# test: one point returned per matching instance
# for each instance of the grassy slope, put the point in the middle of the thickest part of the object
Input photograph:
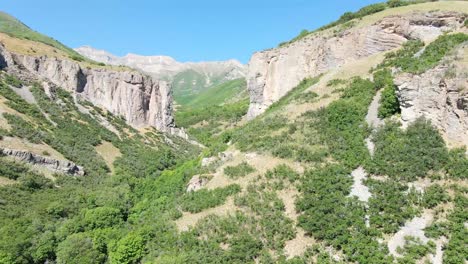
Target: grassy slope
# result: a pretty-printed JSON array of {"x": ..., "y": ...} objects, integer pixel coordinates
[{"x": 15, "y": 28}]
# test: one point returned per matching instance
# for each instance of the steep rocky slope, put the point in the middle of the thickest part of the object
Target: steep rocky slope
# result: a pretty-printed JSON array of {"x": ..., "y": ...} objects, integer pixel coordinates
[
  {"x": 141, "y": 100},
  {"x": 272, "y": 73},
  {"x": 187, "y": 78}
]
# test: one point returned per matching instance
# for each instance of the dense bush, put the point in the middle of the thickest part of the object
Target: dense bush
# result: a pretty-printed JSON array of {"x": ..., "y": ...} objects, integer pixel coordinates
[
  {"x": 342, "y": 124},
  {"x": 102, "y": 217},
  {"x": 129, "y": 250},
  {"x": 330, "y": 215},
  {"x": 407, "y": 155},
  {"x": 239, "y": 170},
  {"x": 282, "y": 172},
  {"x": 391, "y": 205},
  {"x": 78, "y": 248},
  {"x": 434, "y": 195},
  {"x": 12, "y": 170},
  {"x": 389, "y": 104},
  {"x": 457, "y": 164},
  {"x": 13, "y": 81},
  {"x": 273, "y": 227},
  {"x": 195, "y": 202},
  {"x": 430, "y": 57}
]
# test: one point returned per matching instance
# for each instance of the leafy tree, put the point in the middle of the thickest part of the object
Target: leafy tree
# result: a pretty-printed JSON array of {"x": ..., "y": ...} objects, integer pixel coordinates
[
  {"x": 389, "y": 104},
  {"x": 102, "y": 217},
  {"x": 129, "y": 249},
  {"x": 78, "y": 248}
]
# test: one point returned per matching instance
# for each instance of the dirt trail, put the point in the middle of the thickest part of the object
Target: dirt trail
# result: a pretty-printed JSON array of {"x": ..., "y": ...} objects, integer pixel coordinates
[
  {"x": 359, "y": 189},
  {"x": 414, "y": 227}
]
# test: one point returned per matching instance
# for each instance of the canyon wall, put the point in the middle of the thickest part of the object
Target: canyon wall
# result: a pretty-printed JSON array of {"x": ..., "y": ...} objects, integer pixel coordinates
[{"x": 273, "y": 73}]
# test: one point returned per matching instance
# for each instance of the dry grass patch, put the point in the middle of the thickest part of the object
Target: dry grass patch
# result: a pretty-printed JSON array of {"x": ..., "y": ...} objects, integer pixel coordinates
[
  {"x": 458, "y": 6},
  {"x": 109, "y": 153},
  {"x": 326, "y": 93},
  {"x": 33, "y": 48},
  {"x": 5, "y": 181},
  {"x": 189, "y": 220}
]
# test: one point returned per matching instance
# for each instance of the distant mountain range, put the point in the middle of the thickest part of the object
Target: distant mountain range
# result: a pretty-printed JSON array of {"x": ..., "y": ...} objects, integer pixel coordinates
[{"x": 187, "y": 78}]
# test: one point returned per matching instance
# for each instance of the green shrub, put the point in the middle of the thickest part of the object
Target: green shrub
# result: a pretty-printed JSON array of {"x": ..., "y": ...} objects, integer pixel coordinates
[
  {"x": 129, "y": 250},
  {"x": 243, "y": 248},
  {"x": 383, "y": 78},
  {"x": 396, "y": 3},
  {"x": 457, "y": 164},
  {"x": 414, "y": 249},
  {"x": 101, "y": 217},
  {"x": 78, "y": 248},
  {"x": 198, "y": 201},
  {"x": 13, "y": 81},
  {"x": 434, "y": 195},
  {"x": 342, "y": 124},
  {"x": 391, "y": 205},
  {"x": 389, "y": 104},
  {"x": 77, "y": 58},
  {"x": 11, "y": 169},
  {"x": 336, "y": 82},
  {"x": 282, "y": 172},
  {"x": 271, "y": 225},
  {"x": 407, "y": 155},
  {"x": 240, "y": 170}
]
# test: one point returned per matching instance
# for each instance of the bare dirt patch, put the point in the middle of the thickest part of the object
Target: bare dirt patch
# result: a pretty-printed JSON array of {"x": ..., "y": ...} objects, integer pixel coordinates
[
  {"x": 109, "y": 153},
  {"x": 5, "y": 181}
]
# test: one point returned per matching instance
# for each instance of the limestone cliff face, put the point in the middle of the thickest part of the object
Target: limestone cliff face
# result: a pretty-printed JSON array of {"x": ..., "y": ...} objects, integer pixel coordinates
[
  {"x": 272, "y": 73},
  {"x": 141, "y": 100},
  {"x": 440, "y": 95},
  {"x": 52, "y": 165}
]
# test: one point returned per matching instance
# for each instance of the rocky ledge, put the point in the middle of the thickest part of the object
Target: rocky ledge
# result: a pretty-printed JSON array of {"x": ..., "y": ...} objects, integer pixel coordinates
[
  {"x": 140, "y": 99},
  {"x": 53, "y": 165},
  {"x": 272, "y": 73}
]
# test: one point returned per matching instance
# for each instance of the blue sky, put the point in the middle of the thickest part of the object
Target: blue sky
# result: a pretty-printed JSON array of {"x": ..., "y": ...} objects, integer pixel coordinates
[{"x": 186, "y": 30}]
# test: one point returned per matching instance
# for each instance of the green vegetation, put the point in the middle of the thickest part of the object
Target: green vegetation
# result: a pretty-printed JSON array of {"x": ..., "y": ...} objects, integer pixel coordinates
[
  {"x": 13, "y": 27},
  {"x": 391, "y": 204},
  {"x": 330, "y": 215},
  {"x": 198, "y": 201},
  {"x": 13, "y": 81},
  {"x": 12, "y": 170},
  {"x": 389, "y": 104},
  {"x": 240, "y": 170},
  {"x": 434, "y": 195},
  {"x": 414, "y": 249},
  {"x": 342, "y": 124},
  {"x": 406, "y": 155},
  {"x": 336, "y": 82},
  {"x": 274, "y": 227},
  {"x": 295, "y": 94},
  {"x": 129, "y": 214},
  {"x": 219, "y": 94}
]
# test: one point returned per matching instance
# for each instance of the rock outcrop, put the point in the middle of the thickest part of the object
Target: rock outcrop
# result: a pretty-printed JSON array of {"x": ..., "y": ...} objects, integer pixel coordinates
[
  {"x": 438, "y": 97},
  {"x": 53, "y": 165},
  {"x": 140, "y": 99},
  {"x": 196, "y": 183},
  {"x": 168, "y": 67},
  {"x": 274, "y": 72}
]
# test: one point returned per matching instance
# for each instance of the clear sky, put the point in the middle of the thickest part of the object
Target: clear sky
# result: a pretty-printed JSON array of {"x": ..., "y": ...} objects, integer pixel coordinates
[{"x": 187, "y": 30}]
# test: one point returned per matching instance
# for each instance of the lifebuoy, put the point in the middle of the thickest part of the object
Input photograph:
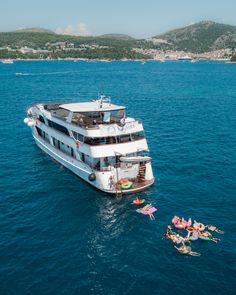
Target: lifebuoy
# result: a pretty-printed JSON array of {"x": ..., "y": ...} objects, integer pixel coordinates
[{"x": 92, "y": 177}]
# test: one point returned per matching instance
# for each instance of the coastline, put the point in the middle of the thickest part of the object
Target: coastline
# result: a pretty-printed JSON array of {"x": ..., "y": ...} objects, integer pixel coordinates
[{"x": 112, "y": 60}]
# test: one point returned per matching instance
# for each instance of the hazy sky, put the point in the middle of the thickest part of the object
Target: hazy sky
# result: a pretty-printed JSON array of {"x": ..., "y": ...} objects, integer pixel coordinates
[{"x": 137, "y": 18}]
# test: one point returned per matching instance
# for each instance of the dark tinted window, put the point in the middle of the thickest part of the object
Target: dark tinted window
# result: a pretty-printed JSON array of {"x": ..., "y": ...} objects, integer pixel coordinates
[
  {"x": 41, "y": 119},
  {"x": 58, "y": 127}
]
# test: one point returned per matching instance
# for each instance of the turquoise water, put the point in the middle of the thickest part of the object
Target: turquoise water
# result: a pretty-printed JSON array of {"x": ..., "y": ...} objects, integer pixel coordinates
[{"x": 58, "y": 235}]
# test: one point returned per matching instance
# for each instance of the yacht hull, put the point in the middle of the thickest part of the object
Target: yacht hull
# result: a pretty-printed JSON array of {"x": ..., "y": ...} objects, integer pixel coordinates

+ + +

### TASK STATEMENT
Would you print, exactly as written, every line above from the one holding "# for each instance of the hazy" through the one holding "Target: turquoise water", with both included and no other lines?

### WORKED SOLUTION
# for each instance of the hazy sky, put the point in the middle of the thickest part of the object
Target: hazy sky
# result: a pretty-printed JSON array of {"x": ..., "y": ...} objects, integer pixel coordinates
[{"x": 137, "y": 18}]
# test: one point returned per matching instance
# for each instance of the dark tinted window, put the point in the middle of the thickest part of the object
Target: dark tinted window
# result: a pretty-printed JSON array of {"x": ..., "y": ...} objects, integer pixel coordinates
[
  {"x": 41, "y": 119},
  {"x": 58, "y": 127}
]
# test: one point returned per matching instance
# for each instance of the turquoise water, put the point in the middle of the thickest part of the object
Target: turquoise water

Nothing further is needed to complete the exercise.